§ Set problem
Please quote only the lines that start at the one with "Question. The photo above holds the dry grass." and go on to the last line of the data, both ends kept.

§ Items

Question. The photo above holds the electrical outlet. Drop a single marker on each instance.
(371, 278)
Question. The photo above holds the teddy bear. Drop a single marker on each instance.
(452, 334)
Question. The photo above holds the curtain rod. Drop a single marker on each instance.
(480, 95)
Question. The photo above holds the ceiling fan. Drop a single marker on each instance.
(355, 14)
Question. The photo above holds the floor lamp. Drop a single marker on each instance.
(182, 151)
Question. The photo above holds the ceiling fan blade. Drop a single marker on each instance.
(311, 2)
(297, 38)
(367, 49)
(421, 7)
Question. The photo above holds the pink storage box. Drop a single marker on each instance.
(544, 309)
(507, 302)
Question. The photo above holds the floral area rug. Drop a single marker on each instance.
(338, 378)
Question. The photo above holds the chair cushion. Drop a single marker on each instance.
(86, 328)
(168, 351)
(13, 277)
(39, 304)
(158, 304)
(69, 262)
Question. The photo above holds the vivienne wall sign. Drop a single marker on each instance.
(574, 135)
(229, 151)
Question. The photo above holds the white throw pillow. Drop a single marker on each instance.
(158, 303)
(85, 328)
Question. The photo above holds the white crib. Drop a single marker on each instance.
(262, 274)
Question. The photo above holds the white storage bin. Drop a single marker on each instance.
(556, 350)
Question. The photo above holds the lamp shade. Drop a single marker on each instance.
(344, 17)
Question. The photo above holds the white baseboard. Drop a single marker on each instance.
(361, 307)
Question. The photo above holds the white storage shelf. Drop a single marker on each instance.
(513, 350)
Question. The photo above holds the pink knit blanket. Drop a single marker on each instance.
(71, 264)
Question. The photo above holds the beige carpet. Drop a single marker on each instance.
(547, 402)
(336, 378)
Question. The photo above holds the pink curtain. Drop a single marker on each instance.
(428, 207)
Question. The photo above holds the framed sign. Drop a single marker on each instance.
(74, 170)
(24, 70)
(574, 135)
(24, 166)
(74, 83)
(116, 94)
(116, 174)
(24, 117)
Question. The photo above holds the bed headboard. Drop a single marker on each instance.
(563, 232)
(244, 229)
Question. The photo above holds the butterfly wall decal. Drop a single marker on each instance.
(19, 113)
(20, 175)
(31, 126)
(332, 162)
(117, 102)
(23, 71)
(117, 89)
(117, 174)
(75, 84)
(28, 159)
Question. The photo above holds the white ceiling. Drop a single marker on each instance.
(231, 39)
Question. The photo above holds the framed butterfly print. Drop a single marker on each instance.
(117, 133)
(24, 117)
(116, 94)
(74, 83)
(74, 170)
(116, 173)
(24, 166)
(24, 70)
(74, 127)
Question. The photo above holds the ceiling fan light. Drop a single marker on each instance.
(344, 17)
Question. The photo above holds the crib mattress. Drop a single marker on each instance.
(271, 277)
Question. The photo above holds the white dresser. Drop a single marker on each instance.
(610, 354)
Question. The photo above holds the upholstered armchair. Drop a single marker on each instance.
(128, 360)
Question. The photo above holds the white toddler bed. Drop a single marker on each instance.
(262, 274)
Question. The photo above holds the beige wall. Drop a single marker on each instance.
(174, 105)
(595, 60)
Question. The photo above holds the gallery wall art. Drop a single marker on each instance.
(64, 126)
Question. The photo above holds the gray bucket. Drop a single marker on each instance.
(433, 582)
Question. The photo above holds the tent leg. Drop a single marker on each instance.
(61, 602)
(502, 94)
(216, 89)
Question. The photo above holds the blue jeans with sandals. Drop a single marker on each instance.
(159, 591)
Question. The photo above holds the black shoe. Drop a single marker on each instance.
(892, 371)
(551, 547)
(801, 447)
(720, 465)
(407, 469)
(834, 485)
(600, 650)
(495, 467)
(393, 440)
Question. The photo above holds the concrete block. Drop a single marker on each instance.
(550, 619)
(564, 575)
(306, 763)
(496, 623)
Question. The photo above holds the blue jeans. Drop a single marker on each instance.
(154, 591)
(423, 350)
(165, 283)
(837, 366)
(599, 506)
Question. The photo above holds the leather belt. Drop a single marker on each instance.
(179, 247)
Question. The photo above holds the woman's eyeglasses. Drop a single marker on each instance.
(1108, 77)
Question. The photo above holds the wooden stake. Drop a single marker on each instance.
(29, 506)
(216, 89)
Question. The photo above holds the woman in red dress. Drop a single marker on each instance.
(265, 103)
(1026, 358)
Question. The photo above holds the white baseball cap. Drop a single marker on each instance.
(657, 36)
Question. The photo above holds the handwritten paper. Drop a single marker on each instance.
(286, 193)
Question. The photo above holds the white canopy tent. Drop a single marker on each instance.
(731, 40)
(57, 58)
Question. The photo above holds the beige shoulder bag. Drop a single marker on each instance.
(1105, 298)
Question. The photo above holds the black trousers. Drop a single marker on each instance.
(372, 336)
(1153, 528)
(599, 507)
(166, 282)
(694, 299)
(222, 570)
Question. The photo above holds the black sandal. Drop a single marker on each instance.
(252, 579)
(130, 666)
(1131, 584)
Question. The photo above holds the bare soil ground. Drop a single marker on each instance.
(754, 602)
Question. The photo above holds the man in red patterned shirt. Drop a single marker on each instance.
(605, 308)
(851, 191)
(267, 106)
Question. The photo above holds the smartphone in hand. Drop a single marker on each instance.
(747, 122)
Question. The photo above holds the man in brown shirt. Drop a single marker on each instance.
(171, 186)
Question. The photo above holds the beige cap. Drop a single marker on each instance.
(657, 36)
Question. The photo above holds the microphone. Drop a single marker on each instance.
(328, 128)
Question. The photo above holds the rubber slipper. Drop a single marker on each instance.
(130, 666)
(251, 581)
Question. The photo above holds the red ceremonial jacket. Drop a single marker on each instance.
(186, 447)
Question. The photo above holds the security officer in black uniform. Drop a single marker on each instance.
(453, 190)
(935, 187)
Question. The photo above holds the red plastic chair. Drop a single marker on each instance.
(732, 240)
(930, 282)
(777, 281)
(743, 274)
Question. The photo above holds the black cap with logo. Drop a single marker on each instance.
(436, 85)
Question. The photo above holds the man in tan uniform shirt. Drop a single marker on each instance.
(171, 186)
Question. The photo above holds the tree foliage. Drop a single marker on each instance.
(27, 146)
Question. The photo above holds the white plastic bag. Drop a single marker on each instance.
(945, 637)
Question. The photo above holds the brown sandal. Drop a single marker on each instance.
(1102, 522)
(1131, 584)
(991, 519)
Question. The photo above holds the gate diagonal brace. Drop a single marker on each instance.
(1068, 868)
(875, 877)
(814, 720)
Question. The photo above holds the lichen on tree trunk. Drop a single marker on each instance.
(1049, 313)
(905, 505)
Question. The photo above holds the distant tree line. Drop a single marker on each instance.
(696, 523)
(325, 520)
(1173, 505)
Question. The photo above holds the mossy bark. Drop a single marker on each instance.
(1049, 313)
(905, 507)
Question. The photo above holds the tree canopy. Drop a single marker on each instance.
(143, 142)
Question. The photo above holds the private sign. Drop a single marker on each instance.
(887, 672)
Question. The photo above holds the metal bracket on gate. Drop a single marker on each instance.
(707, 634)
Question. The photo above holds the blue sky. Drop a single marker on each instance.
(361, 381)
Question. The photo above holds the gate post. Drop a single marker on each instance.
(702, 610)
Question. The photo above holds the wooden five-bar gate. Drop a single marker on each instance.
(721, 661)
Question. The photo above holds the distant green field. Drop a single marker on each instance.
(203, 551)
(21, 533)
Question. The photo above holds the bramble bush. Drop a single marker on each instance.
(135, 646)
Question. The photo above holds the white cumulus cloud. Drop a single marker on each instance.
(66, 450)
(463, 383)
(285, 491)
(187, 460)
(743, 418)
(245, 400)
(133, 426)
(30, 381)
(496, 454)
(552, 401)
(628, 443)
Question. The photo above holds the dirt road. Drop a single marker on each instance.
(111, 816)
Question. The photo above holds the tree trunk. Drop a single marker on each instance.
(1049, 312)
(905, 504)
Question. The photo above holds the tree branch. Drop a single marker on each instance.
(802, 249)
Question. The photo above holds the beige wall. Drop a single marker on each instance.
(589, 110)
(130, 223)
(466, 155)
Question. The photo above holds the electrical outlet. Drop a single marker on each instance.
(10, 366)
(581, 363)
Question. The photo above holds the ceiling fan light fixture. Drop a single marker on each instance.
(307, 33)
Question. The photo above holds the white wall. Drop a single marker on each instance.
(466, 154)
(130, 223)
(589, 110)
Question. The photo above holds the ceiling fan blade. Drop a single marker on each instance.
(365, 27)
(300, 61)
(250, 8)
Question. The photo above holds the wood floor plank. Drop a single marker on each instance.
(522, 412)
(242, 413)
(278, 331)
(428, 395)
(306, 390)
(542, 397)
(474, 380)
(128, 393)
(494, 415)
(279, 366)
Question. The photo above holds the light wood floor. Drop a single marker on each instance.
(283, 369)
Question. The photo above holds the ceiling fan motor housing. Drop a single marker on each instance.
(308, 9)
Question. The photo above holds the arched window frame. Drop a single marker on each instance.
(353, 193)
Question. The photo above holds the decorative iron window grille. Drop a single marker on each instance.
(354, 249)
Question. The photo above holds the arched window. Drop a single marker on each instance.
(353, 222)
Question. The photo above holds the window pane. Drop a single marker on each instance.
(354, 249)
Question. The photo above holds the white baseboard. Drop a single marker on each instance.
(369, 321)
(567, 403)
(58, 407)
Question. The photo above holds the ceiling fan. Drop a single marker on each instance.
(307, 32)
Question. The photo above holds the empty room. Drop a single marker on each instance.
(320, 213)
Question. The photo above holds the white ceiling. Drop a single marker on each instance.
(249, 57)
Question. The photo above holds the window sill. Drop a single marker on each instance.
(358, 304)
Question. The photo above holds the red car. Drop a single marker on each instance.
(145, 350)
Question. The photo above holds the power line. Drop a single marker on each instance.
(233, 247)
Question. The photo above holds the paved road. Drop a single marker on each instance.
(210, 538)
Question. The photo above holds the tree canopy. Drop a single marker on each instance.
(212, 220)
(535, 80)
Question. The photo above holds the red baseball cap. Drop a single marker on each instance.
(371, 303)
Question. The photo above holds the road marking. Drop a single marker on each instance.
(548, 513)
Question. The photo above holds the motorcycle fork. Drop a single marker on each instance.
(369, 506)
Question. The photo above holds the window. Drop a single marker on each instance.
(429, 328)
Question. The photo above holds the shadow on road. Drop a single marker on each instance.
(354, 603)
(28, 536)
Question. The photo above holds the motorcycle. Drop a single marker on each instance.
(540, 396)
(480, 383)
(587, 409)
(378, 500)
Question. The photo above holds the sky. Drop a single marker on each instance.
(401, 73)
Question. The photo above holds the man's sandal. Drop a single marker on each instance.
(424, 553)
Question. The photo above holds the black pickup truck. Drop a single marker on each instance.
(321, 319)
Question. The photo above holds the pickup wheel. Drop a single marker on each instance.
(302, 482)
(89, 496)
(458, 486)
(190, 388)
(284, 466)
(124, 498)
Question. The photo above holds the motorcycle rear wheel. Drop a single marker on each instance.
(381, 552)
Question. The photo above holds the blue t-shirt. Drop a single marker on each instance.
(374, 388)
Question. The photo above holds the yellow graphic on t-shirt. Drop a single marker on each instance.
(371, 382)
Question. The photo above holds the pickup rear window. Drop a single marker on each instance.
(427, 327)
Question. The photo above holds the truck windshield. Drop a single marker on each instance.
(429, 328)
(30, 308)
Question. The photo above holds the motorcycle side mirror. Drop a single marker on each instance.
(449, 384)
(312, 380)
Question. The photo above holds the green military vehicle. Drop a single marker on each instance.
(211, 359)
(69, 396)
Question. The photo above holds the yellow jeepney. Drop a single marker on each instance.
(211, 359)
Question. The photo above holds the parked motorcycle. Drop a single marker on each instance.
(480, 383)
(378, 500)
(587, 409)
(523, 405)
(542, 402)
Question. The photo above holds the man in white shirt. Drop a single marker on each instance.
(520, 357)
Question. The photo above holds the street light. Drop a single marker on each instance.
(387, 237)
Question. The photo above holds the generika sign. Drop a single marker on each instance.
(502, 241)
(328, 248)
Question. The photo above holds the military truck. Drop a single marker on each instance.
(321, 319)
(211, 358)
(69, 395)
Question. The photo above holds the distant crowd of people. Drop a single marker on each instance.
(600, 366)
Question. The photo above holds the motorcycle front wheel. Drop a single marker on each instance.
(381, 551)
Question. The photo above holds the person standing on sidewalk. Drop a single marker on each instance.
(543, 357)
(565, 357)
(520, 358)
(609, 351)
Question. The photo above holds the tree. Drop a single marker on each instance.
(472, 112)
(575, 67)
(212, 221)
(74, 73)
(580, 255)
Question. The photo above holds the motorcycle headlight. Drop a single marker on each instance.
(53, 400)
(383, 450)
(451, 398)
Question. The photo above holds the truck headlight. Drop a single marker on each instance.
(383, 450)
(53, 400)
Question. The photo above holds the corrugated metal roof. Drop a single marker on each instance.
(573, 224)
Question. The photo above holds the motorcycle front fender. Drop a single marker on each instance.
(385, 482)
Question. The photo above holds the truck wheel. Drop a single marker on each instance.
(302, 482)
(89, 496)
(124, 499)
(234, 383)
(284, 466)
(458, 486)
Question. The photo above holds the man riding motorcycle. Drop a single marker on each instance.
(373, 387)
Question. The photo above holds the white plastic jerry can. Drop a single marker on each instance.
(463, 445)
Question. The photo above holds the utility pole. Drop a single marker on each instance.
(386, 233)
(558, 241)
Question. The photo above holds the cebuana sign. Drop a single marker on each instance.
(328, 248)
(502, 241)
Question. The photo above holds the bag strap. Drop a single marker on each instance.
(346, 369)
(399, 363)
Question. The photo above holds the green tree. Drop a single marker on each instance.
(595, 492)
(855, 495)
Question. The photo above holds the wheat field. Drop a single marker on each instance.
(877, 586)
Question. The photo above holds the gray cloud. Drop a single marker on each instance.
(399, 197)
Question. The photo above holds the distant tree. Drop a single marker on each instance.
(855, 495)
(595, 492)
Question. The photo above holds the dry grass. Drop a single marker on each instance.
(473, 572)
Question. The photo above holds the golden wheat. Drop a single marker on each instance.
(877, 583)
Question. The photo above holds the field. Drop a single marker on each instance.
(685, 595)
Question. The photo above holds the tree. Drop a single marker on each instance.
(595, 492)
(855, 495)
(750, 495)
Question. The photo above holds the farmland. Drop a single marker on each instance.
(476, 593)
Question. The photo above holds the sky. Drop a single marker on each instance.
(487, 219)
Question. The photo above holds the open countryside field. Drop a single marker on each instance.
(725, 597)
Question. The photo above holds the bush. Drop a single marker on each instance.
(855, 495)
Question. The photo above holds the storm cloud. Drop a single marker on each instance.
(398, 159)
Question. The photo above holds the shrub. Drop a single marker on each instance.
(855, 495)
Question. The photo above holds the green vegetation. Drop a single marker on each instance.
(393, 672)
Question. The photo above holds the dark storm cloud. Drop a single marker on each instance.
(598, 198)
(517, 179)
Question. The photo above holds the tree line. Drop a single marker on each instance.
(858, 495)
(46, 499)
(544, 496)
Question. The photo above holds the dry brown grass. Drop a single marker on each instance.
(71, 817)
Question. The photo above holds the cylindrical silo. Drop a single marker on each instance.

§ Exercise solution
Question. The photo above holds the dry grass. Drop a single marker on each instance.
(473, 572)
Question. The photo above holds the golden wheat. Drop a single marker on each instance.
(877, 583)
Question. The photo above holds the field. Drop a single marker on each instance.
(685, 595)
Question. The photo above holds the tree. Drop a single marker on each instance.
(595, 492)
(855, 495)
(750, 495)
Question. The photo above holds the farmland. Drop a single marker on each instance.
(476, 593)
Question. The photo above holds the sky. Drop a single marker on each instance.
(487, 219)
Question. The photo above holds the open countryside field. Drop a single marker on each instance.
(725, 597)
Question. The photo above holds the bush. Drop a single marker on each instance.
(855, 495)
Question. The photo above holds the storm cloud. Drop a single marker on each instance.
(398, 159)
Question. The photo above holds the shrub. Drop a single marker on each instance.
(855, 495)
Question. The photo above holds the green vegetation. Drop a single marker on each instance.
(393, 672)
Question. The photo above holds the dark storm cloud. Drop a single marker on each instance.
(598, 198)
(517, 179)
Question. The photo above holds the tree line. Drop a single marker on each instance.
(858, 495)
(46, 499)
(544, 496)
Question. The photo above holds the dry brown grass. Drop a single marker on each instance.
(71, 817)
Question. The photo above holds the cylindrical silo. Drop a single marker on each instance.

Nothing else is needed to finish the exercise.